STATED TASK. Begin at the line that contains "Someone flagged blue and" and continue through the final line, reproducing each of these lines and adding 37 to every box coordinate while leaving all other text unchanged.

Entries from a dataset:
>>>
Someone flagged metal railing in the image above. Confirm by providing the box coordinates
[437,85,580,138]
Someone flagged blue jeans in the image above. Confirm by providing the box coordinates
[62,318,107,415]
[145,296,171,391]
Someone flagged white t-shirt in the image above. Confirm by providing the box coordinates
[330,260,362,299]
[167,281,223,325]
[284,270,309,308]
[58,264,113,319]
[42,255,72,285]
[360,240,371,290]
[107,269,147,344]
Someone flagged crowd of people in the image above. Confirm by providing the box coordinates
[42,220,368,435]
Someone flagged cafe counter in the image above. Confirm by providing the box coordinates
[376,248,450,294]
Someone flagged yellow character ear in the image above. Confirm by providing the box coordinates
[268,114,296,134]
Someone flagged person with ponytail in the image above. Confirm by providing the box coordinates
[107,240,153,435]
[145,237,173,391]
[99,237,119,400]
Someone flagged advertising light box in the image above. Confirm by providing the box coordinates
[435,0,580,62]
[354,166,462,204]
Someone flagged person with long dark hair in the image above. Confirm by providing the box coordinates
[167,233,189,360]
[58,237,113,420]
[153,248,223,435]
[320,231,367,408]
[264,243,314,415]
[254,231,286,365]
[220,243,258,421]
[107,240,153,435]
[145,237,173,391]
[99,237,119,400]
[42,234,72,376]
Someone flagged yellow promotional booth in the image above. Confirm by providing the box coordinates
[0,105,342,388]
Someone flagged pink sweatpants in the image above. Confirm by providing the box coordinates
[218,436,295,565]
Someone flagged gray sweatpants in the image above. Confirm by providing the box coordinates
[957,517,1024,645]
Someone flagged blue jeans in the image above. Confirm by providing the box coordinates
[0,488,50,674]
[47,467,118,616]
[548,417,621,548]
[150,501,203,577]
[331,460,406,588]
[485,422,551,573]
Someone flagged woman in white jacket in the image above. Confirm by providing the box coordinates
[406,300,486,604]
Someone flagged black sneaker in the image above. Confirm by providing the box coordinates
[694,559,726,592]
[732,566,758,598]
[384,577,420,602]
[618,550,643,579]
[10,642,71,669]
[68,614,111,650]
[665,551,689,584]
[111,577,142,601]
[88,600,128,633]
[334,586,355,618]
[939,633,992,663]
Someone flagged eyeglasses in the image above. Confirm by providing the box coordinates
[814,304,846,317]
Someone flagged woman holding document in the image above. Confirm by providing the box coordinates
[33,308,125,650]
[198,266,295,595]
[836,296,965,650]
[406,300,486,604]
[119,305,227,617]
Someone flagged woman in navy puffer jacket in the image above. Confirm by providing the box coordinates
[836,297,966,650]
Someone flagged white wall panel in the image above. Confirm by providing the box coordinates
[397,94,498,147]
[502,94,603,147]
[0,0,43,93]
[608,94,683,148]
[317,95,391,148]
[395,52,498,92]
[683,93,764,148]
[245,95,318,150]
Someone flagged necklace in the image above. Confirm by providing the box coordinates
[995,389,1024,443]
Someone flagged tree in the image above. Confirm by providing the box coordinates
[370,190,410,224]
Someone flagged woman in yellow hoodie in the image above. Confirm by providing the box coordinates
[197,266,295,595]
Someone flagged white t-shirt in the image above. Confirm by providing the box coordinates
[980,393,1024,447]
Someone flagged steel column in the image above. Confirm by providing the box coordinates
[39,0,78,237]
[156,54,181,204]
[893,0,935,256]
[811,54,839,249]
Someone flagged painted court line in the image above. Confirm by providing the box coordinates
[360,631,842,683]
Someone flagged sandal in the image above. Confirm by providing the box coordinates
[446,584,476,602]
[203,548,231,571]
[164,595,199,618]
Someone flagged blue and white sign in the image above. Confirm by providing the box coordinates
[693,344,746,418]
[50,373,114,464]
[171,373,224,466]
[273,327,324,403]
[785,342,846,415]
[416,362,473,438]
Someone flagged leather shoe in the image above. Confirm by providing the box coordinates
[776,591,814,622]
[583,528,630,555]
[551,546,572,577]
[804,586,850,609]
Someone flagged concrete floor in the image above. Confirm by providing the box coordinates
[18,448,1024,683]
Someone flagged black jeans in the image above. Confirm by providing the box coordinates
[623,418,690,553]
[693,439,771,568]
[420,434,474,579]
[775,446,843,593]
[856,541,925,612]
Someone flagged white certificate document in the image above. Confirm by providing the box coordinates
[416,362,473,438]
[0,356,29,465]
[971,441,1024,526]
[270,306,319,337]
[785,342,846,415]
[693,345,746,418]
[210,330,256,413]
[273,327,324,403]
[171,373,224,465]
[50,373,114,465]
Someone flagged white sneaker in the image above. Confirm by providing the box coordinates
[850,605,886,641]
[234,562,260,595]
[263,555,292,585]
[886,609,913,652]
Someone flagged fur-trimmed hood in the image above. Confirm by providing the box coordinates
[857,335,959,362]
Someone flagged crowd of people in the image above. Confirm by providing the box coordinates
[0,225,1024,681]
<<<
TASK ANSWER.
Someone flagged blue and white sign in the image above. Confirm by providing the box coordinates
[730,381,783,455]
[87,410,151,501]
[208,410,261,503]
[310,364,361,440]
[822,379,883,452]
[453,399,510,475]
Someone flagged leather shoe in the image above. Confirm by providing the box coordinates
[813,628,851,659]
[620,565,667,592]
[588,583,609,614]
[841,623,887,646]
Someone flagged concrete floor in the image above. Confirm by providing the box coordinates
[55,485,1061,720]
Someone flagged black jeans in the image above. Confirm by providing the box coordinates
[660,455,727,590]
[730,476,808,605]
[457,471,511,616]
[812,483,880,630]
[893,578,962,649]
Someone flagged white certificate document in the image above. Confirm by providing the box coordinates
[453,399,510,475]
[37,393,66,502]
[1008,478,1061,563]
[307,343,356,374]
[822,379,883,452]
[730,382,783,455]
[247,367,293,450]
[310,364,361,440]
[208,410,261,502]
[87,410,151,502]
Someone flagged white sneaker in the image above. Confirm by providing the box coordinates
[887,642,923,678]
[271,599,297,632]
[300,592,329,622]
[923,646,950,689]
Someone flagged fur-trimmed hood in the image above. Confirm by providing the box coordinates
[894,372,996,399]
Someone flagged crowd of people in the image above. Confirm by providing the box coordinates
[37,262,1061,718]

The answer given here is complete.